# INFORMATION:
[Start of Attachment]

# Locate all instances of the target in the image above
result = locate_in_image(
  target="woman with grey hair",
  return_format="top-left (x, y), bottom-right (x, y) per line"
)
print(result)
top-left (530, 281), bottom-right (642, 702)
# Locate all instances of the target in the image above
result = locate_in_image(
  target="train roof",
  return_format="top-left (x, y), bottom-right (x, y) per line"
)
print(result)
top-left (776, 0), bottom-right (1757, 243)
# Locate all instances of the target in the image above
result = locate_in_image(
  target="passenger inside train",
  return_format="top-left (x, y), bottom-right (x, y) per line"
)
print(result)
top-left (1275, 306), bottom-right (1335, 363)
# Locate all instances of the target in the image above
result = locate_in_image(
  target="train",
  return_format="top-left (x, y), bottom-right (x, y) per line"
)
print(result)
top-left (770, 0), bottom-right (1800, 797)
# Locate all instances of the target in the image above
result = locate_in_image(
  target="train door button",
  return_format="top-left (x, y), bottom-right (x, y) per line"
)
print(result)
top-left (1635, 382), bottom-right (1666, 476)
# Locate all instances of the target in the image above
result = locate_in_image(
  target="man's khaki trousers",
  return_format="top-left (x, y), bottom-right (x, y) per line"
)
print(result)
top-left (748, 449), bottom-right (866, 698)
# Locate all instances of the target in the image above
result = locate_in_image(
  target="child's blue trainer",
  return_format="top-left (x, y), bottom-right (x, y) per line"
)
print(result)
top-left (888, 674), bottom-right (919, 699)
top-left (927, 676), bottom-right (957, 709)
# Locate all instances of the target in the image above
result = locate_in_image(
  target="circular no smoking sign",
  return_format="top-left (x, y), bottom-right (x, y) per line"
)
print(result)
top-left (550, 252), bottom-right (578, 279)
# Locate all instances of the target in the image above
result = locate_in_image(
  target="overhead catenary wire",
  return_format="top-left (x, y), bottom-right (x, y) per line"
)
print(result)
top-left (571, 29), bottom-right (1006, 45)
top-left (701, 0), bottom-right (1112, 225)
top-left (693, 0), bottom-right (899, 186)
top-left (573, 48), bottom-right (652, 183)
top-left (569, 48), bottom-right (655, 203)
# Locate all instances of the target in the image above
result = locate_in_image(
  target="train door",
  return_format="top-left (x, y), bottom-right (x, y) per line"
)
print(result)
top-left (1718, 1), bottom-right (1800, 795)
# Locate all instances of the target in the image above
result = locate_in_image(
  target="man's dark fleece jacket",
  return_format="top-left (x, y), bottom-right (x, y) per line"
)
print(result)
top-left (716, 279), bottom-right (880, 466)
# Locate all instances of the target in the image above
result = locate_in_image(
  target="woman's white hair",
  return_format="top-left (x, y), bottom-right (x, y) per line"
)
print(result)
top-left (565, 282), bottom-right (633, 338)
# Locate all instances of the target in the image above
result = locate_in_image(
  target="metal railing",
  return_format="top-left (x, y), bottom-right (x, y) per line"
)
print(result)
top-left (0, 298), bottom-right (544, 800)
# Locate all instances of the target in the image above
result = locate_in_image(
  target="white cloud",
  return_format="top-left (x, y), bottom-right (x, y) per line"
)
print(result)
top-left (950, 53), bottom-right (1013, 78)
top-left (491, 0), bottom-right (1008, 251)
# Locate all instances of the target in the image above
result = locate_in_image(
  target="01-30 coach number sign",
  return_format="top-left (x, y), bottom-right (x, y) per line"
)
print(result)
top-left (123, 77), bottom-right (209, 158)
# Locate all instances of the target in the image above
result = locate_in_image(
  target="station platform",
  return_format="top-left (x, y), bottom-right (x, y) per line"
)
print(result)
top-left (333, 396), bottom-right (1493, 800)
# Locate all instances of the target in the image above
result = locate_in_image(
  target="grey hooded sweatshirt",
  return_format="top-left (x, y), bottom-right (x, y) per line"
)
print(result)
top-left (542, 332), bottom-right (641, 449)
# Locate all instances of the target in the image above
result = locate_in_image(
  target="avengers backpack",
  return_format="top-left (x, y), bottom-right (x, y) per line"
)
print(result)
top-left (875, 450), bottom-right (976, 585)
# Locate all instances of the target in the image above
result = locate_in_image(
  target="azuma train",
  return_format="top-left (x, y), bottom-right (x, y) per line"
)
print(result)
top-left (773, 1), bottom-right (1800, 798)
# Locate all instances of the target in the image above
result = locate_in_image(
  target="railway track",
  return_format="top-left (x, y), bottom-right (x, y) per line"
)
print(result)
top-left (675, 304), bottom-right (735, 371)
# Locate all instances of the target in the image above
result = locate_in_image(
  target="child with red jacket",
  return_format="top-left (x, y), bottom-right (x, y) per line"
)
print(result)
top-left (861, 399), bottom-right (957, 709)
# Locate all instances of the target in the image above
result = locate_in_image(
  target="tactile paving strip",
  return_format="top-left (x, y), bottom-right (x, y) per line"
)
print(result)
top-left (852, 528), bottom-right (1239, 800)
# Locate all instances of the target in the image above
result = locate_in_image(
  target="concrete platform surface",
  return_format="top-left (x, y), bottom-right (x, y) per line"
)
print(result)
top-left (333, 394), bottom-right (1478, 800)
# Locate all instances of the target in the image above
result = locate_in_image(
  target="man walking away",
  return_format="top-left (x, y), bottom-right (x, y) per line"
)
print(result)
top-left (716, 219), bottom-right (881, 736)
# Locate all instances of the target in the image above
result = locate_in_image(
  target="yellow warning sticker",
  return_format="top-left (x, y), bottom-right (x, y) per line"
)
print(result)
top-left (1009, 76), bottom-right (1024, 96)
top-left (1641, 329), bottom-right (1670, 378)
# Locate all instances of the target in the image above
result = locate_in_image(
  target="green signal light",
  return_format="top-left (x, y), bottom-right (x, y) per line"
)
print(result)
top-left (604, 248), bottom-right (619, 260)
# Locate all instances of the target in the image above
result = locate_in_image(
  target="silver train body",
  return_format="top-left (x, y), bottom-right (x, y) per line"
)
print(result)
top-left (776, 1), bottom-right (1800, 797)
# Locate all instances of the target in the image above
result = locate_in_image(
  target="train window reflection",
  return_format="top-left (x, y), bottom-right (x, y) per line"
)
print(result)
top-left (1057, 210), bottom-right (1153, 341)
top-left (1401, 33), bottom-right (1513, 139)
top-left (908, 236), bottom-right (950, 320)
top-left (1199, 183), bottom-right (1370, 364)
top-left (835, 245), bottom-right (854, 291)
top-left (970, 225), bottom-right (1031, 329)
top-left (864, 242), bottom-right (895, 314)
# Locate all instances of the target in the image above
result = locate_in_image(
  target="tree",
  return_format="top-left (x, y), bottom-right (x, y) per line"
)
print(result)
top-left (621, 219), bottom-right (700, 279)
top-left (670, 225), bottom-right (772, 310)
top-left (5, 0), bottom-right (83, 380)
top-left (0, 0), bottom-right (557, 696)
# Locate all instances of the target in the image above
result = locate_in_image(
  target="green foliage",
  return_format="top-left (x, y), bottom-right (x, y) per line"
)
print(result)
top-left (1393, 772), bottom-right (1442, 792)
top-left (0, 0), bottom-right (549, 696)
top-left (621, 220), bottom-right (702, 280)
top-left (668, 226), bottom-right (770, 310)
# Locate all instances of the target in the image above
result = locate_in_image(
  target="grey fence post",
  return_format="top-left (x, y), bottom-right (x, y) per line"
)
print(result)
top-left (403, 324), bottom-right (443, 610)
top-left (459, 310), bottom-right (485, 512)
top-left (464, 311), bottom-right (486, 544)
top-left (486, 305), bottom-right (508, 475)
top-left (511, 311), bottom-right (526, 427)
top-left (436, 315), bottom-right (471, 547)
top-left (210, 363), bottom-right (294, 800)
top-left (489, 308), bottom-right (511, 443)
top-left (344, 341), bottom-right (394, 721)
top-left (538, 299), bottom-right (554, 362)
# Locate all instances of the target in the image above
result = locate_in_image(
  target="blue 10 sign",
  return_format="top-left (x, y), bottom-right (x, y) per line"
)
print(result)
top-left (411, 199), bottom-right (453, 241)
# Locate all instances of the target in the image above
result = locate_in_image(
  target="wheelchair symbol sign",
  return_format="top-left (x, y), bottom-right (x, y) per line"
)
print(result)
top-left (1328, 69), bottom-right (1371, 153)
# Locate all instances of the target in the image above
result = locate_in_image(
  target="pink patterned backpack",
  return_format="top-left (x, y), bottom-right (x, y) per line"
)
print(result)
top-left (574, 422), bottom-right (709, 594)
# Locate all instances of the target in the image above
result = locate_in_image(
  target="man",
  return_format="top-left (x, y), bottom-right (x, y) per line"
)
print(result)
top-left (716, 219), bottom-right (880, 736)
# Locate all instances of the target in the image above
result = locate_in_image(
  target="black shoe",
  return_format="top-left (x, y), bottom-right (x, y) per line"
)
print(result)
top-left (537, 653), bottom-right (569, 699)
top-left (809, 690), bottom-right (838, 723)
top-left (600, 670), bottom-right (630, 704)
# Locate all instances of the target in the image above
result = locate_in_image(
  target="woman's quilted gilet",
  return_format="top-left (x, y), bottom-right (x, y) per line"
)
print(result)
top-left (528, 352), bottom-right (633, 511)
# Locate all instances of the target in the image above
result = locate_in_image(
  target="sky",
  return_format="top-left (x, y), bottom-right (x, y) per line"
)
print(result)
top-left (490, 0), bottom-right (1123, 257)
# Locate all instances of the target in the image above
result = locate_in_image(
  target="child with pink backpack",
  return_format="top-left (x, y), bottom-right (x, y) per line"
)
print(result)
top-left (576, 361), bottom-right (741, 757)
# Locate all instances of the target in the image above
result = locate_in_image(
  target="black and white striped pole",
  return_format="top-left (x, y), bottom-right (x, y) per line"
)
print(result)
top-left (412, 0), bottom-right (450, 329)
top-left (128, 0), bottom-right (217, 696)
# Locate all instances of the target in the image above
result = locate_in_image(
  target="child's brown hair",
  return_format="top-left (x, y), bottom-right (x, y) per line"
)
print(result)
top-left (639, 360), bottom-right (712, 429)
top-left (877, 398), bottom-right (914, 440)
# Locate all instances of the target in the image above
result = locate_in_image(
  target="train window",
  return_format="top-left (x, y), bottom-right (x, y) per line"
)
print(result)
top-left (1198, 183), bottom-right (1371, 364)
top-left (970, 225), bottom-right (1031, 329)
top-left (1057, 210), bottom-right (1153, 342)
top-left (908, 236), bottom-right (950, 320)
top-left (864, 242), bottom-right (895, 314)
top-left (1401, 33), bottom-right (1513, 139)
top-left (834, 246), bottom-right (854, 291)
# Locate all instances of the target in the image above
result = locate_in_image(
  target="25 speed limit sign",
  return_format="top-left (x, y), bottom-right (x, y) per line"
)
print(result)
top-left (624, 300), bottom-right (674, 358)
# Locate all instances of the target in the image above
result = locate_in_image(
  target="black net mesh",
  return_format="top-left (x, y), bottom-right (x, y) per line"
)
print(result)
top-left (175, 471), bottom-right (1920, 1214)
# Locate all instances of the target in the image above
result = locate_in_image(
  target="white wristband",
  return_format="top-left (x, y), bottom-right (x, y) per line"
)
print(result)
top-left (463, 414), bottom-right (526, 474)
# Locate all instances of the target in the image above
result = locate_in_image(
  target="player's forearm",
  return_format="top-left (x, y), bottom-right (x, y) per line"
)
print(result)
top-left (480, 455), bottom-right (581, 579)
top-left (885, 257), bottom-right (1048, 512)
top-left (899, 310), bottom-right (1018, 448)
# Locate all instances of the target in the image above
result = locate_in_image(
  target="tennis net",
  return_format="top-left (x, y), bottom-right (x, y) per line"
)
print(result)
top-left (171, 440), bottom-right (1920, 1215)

[End of Attachment]

# YOUR GOAL:
Would you filter the entries above and keep each line that has the word "platform"?

# YOUR SOLUTION:
  target="station platform",
  target="concrete platform surface",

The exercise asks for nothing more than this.